* DOCUMENT EXTRACT
— start —

Deferred tax assets and liabilities are determined based on the difference between the financial statement and tax bases of assets and liabilities. Deferred tax assets or liabilities at the end of each period are determined using the tax rate expected to be in effect when taxes are actually paid or recovered. The Company accounts for the sale of its net state operating losses on a cash basis; therefore, it does not record an income tax benefit until the cash is received. The Company has adopted FASB Interpretation No. 48, Accounting for Uncertainty in Income Taxes, an Interpretation of SFAS No. 109 (“FIN 48”) effective January 1, 2007, and pursuant to its provisions classifies interest and penalties, if any, as a component of tax expense.
 

 
F-13

 
Share-Based Payment Awards
 
SFAS No. 123(R), Share-Based Payment (“SFAS 123(R)”), addresses all forms of share-based payment awards, including shares issued under employee stock purchase plans, stock options, restricted stock and stock appreciation rights. It requires companies to recognize in the statement of operations the grant-date fair value of stock options and other equity-based compensation issued to employees and directors.

The grant-date fair value of stock options is determined using the Black-Scholes valuation model. The fair value of share-based awards is recognized as compensation expense on a straight-line basis over the requisite service period, net of estimated forfeitures.  The Company relies primarily upon historical experience to estimate expected forfeitures and recognizes compensation expense on a straight-line basis from the date of the grant.  The Company issues new shares upon the exercise or vesting of share-based awards.
 
Recent Accounting Pronouncements
 
            In February 2008, the FASB issued FASB Staff Position 157-2, Effective Date of FASB Statement No. 157 (“FSP 157-2”), which delays the effective date of SFAS 157’s fair value measurement requirements for non-financial assets and liabilities that are not required or permitted to be measured at fair value on a recurring basis to fiscal years beginning after November 15, 2008. Non-recurring, non-financial assets and liabilities for which the Company has not applied the provisions of SFAS 157 include long-lived assets measured at fair value for an impairment assessment under FASB Statement No. 144, Accounting  for the Impairment or Disposal of Long-Lived Assets. Management does not expect the adoption of SFAS 157 for non-recurring, non-financial assets and liabilities to have a significant impact on the Company’s consolidated financial statements.

— end —

* STORED RECORDS
— start —

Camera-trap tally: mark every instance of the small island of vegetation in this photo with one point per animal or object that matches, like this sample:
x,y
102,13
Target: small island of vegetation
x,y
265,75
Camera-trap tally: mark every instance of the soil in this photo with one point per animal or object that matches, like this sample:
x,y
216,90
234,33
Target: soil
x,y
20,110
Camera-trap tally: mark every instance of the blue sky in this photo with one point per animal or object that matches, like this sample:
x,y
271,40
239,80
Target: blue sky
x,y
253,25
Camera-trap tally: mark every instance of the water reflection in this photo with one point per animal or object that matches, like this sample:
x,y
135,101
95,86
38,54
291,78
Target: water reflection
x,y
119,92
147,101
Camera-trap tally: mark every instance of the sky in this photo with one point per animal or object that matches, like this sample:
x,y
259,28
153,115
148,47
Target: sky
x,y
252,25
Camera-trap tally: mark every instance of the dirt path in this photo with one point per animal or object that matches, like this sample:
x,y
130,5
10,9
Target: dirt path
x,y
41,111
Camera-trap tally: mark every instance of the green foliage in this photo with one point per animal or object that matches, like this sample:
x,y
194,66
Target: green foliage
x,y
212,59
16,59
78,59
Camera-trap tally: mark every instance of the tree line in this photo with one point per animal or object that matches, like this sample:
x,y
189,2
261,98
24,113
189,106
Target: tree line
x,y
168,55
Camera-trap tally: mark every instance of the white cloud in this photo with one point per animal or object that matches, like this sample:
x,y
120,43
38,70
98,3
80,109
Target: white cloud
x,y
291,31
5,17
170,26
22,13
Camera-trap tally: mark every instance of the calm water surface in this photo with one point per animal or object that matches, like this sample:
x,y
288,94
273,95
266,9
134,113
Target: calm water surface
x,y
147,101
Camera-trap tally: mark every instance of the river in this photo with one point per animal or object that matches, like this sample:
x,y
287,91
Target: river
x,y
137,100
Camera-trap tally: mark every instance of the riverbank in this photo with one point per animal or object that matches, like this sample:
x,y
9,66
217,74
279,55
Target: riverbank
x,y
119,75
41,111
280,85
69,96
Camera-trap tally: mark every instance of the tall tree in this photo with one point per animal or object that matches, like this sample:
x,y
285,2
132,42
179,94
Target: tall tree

— end —

* SET EXERCISE A
In the accounting notes, which valuation model determines the grant-date fair value of stock options?
* SET EXERCISE B
Reproduce the accounting notes word for word from "The grant-date fair value of stock options is" to "of share-based awards.".
The lines play no part in this work.

* OUTPUT A
The Black-Scholes valuation model.

* OUTPUT B
The grant-date fair value of stock options is determined using the Black-Scholes valuation model. The fair value of share-based awards is recognized as compensation expense on a straight-line basis over the requisite service period, net of estimated forfeitures.  The Company relies primarily upon historical experience to estimate expected forfeitures and recognizes compensation expense on a straight-line basis from the date of the grant.  The Company issues new shares upon the exercise or vesting of share-based awards.